[Image boundary labeling items]
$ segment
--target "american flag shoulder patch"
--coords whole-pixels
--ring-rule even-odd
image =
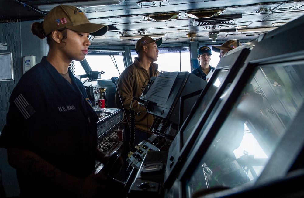
[[[26,119],[29,118],[36,112],[21,94],[14,100],[14,103]]]

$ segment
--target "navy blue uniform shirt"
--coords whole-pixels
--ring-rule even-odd
[[[82,83],[68,72],[72,84],[43,57],[22,77],[11,96],[0,146],[32,151],[83,178],[95,169],[98,118],[86,100]],[[17,174],[23,195],[60,194],[54,187]]]
[[[209,72],[212,73],[213,72],[214,70],[214,69],[215,69],[214,67],[212,67],[210,66],[209,65],[209,68],[210,68],[210,70],[209,71]],[[196,76],[198,76],[200,78],[202,78],[205,80],[206,80],[206,74],[204,73],[202,70],[201,69],[201,67],[199,66],[199,67],[196,68],[192,72],[191,72],[191,73],[193,73]]]

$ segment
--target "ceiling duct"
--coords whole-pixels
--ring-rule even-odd
[[[194,26],[212,26],[233,24],[235,23],[234,20],[242,18],[242,15],[222,15],[216,16],[211,18],[197,19],[194,19]]]

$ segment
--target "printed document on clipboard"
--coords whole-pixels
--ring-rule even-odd
[[[145,98],[157,104],[164,105],[178,75],[178,71],[160,73],[148,91]]]

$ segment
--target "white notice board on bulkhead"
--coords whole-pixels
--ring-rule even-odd
[[[13,80],[12,54],[0,53],[0,81]]]

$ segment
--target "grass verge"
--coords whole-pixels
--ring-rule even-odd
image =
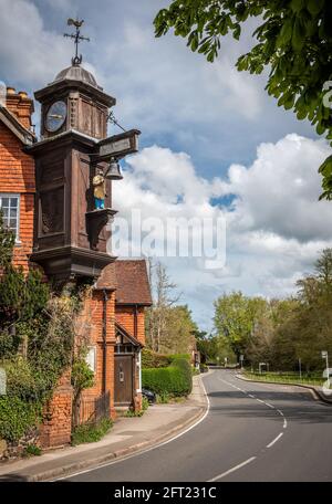
[[[243,371],[242,375],[245,378],[255,381],[273,381],[276,384],[290,384],[290,385],[312,385],[312,386],[322,386],[324,382],[323,378],[318,377],[302,377],[294,376],[291,374],[281,374],[281,372],[250,372]]]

SET EXERCISE —
Write out the records above as a JSON list of strings, one string per line, with blank lines dropped and the pictures omitted.

ANSWER TO THIS EXERCISE —
[
  "$ segment",
  "--target \"american flag shoulder patch\"",
  "--coords whole-pixels",
  "--ring-rule even-odd",
  "image =",
  "[[[26,119],[29,118],[36,112],[21,94],[14,100],[14,103]]]",
  "$ segment",
  "--target \"navy blue uniform shirt\"",
  "--coords whole-pixels",
  "--ring-rule even-odd",
  "[[[82,83],[68,72],[72,84],[43,57],[22,77],[11,96],[0,146],[32,151],[83,178],[95,169],[98,118],[86,100]],[[17,174],[23,195],[60,194],[54,187]]]",
  "[[[209,72],[212,73],[213,72],[214,70],[214,69],[215,69],[214,67],[212,67],[210,66],[209,65],[209,68],[210,68],[210,70],[209,71]],[[196,76],[198,76],[200,78],[202,78],[205,80],[206,80],[206,74],[204,73],[202,70],[201,69],[201,67],[199,66],[199,67],[196,68],[192,72],[191,72],[191,73],[193,73]]]",
  "$ segment",
  "--target \"ceiling duct\"",
  "--coords whole-pixels",
  "--ring-rule even-odd",
  "[[[194,26],[212,26],[233,24],[235,23],[234,20],[242,18],[242,15],[222,15],[216,16],[211,18],[197,19],[194,19]]]",
  "$ segment",
  "--target \"printed document on clipboard\"",
  "--coords whole-pixels",
  "--ring-rule even-odd",
  "[[[145,98],[157,104],[164,105],[178,75],[178,71],[160,73],[148,91]]]",
  "$ segment",
  "--target \"white notice board on bulkhead\"",
  "--coords whole-pixels",
  "--ring-rule even-odd",
  "[[[13,80],[12,54],[0,53],[0,81]]]",
  "$ segment",
  "--target \"grass verge\"",
  "--coords whole-pixels",
  "--ring-rule even-odd",
  "image =",
  "[[[243,371],[242,375],[245,378],[255,381],[273,381],[276,384],[290,384],[290,385],[312,385],[312,386],[322,386],[324,382],[323,378],[318,377],[302,377],[294,376],[291,374],[281,374],[281,372],[250,372]]]"
]